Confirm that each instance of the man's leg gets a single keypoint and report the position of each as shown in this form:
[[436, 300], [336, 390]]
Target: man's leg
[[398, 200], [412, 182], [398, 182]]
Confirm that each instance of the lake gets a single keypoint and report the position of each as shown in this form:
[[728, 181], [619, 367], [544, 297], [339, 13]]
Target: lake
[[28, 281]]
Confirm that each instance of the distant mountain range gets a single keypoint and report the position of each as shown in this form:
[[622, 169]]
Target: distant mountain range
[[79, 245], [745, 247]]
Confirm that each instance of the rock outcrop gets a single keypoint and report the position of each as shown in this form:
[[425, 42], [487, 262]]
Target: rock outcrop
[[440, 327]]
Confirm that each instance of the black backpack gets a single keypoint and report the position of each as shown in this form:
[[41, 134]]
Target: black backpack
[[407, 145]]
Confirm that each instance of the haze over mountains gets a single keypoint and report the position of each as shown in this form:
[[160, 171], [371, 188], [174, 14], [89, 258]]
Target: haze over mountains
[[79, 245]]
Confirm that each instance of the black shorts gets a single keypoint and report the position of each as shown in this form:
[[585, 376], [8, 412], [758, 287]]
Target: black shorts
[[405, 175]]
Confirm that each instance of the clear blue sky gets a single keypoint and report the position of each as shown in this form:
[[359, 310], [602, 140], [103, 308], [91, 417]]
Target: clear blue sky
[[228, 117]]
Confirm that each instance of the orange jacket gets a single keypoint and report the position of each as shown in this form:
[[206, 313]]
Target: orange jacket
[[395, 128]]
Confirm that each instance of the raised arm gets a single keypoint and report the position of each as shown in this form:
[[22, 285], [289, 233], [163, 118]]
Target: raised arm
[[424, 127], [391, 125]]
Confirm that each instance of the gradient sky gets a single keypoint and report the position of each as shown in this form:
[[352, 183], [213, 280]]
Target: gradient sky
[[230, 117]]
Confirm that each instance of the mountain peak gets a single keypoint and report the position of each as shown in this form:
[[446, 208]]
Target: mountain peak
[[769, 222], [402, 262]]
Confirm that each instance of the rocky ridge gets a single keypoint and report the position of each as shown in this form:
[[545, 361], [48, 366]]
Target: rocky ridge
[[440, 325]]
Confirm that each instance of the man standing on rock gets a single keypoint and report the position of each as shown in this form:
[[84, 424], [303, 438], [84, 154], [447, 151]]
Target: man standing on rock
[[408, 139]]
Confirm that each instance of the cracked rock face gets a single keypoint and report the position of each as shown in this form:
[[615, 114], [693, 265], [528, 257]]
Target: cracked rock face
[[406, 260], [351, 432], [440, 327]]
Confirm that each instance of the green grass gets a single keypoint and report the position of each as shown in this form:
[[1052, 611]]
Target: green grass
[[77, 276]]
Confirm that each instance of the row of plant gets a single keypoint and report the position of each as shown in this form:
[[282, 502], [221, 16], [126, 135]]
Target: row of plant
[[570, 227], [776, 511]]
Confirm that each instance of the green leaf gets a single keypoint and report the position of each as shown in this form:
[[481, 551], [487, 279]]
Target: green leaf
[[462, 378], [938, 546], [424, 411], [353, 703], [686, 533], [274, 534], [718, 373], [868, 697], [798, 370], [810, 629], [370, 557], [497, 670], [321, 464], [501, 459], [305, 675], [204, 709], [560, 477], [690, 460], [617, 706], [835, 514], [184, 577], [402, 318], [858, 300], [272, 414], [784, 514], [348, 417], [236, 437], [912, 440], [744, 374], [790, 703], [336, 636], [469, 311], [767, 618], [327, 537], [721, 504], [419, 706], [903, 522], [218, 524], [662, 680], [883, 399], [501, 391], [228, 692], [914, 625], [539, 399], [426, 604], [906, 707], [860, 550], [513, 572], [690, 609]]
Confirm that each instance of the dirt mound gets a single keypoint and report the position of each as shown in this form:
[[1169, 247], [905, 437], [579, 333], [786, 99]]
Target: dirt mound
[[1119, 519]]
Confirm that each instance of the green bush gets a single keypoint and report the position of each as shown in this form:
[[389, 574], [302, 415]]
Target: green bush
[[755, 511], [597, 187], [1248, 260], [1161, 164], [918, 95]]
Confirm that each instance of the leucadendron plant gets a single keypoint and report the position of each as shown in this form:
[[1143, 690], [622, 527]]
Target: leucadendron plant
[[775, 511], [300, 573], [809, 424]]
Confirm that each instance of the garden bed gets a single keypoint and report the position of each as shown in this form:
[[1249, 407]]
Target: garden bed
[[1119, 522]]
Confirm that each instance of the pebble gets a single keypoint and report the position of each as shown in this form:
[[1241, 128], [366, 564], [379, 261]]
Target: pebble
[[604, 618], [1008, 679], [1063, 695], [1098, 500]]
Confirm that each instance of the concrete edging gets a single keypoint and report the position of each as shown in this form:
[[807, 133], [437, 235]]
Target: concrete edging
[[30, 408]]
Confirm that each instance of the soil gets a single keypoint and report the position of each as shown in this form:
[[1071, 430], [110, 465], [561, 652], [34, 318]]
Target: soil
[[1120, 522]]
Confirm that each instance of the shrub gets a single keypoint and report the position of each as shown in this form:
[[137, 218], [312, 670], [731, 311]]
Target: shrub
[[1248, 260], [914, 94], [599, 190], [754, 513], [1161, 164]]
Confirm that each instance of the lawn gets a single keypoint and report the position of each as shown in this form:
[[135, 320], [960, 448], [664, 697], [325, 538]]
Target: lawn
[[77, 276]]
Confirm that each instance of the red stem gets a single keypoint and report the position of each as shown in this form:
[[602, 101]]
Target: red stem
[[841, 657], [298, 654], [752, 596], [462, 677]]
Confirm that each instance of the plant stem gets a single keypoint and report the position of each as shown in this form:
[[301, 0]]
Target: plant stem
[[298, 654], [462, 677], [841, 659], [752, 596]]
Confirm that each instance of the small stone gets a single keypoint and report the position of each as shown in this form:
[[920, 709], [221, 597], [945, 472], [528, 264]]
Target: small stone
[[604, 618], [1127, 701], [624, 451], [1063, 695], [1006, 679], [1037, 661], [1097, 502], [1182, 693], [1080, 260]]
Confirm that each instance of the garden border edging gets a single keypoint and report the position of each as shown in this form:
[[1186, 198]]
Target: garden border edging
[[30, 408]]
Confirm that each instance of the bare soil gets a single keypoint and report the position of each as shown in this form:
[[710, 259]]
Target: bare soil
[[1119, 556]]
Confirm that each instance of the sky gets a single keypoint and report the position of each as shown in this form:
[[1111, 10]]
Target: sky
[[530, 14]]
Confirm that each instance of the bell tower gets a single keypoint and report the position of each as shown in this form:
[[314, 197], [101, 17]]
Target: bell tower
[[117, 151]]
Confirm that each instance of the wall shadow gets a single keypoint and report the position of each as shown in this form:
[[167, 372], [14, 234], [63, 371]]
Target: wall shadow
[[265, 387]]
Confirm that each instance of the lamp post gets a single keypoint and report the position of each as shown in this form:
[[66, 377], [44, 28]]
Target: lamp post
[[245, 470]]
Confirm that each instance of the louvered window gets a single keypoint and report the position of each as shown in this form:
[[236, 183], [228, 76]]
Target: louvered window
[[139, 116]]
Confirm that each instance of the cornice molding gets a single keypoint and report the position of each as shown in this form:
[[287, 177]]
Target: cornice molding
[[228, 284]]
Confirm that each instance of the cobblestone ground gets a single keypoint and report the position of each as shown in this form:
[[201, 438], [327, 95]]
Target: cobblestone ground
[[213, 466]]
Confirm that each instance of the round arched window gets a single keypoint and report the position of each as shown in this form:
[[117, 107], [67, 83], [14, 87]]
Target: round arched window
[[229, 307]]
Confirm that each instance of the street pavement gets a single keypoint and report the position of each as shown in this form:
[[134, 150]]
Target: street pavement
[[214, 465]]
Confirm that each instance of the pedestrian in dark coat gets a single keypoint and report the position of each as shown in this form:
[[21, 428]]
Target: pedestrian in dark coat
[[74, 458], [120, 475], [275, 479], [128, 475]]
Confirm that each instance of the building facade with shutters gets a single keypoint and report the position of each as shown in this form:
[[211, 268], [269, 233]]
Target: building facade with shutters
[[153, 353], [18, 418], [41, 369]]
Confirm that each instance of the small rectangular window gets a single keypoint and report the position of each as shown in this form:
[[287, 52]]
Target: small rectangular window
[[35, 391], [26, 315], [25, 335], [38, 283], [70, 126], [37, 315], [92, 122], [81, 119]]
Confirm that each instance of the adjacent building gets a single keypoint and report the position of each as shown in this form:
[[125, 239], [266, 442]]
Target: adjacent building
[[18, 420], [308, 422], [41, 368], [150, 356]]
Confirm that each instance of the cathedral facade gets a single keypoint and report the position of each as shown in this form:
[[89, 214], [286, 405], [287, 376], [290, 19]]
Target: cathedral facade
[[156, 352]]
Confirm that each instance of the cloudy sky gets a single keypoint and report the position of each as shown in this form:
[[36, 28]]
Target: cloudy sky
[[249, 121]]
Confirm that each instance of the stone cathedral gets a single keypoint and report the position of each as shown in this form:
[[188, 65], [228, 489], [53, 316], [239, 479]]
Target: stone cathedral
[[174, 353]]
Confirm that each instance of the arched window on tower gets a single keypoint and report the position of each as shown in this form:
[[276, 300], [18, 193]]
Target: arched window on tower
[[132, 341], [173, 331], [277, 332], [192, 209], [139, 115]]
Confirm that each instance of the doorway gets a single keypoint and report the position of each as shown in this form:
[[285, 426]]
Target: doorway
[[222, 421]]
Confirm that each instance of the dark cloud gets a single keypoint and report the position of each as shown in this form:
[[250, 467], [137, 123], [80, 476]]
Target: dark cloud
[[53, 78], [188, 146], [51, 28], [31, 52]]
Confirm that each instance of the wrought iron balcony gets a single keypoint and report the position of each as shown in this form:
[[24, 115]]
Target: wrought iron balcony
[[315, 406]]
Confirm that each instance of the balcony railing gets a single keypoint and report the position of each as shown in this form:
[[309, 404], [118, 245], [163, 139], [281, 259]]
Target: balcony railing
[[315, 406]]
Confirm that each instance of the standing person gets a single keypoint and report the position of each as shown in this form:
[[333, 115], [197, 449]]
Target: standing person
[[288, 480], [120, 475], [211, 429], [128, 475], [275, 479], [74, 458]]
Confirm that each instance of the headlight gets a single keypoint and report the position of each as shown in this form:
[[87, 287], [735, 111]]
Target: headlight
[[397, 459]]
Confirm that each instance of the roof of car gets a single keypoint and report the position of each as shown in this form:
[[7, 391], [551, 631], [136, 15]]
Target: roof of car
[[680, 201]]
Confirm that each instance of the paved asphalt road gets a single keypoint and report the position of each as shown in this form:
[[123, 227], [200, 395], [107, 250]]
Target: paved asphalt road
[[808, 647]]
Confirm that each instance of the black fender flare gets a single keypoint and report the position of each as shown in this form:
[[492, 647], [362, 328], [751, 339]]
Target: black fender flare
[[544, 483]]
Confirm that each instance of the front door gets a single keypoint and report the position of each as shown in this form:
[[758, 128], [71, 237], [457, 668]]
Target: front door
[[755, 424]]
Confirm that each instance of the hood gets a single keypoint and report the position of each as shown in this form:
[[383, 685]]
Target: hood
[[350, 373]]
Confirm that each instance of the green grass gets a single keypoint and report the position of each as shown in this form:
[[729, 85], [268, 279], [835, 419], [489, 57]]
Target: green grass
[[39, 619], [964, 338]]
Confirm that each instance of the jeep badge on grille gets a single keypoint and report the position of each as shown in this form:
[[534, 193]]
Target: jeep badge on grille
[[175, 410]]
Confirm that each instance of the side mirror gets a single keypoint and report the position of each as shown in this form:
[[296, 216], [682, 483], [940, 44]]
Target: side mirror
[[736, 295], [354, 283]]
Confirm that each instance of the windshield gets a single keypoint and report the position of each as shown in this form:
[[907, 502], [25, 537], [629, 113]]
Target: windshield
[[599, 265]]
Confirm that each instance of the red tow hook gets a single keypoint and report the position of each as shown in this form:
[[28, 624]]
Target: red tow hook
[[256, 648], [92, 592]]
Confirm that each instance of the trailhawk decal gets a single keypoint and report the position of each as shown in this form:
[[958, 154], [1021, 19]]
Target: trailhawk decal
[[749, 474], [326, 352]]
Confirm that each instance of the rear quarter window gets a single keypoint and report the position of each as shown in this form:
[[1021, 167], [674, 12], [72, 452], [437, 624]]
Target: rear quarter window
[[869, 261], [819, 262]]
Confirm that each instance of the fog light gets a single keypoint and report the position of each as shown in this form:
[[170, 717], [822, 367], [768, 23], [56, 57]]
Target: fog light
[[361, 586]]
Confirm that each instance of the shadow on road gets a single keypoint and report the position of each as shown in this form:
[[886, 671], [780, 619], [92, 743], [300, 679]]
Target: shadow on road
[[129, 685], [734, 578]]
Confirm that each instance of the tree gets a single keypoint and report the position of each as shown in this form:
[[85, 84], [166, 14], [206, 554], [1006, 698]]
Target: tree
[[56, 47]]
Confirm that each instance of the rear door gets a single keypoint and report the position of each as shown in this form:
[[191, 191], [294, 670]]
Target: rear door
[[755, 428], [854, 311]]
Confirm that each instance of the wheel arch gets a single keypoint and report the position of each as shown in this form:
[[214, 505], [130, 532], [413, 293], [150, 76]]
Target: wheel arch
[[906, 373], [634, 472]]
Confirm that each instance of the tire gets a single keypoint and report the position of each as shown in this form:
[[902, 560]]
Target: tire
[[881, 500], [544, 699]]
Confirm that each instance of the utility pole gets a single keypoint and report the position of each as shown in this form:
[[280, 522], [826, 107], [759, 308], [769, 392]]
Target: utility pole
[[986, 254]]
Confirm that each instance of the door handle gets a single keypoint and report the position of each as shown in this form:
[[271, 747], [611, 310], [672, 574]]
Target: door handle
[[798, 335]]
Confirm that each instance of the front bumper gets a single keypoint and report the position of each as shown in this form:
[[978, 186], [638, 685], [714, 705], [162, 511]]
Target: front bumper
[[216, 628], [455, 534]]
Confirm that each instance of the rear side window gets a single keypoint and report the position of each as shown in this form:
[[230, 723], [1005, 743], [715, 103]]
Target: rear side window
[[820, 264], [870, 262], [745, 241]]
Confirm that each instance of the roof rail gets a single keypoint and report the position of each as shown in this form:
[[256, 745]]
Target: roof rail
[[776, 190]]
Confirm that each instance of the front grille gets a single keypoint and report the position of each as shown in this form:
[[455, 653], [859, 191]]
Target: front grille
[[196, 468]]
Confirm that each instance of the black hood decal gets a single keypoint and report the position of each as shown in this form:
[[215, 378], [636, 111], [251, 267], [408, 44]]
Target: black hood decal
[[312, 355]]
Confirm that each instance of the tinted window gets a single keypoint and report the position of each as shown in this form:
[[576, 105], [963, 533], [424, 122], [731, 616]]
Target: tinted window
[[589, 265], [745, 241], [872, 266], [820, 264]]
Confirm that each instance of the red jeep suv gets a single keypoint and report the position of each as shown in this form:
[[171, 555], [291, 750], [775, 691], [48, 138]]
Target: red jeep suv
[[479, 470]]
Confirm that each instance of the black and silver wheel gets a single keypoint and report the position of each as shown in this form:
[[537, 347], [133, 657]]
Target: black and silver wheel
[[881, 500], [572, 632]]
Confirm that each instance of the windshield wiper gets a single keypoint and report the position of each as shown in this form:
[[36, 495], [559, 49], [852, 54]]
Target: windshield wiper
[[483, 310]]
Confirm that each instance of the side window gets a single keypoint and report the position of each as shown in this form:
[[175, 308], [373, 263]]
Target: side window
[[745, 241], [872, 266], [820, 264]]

WHAT YOU WILL DO —
Please print exactly what appears from the first line of the data through the line with "[[359, 310], [602, 140], [103, 308], [91, 417]]", including both of those lines and nothing past them.

EXERCISE SOLUTION —
Confirm that each instance of the man's leg gets a single keypoint and report the position of each as shown in this form:
[[436, 300], [336, 390]]
Target: man's leg
[[398, 200], [412, 182], [398, 182]]
Confirm that each instance of the lake gets a single keypoint and report the position of each as shown in this form:
[[728, 181], [619, 367], [544, 297], [339, 13]]
Target: lake
[[28, 281]]
Confirm that each instance of the distant mountain range gets a single keypoint and report the position of each as shown in this form:
[[622, 169]]
Target: distant mountain range
[[79, 245], [745, 247]]
Confirm that each instance of the rock outcrop gets a single keypoint and report the position of each as shown in this form:
[[425, 42], [487, 262]]
Target: rock outcrop
[[440, 327]]
Confirm that each instance of the black backpack gets a single keypoint and report the position of each as shown in this form:
[[41, 134]]
Target: black backpack
[[407, 145]]
Confirm that each instance of the haze over mountains gets a single keypoint and report the position of each as shown in this form:
[[160, 171], [371, 188], [174, 14], [89, 258]]
Target: haze over mountains
[[79, 245]]
Confirm that each instance of the black shorts gets a single keypoint and report the position of each as shown in this form:
[[585, 376], [8, 412], [758, 287]]
Target: black shorts
[[405, 175]]
Confirm that each instance of the clear blue sky gets a single keypoint and report the position of each as shown in this form:
[[359, 310], [602, 140], [103, 308], [91, 417]]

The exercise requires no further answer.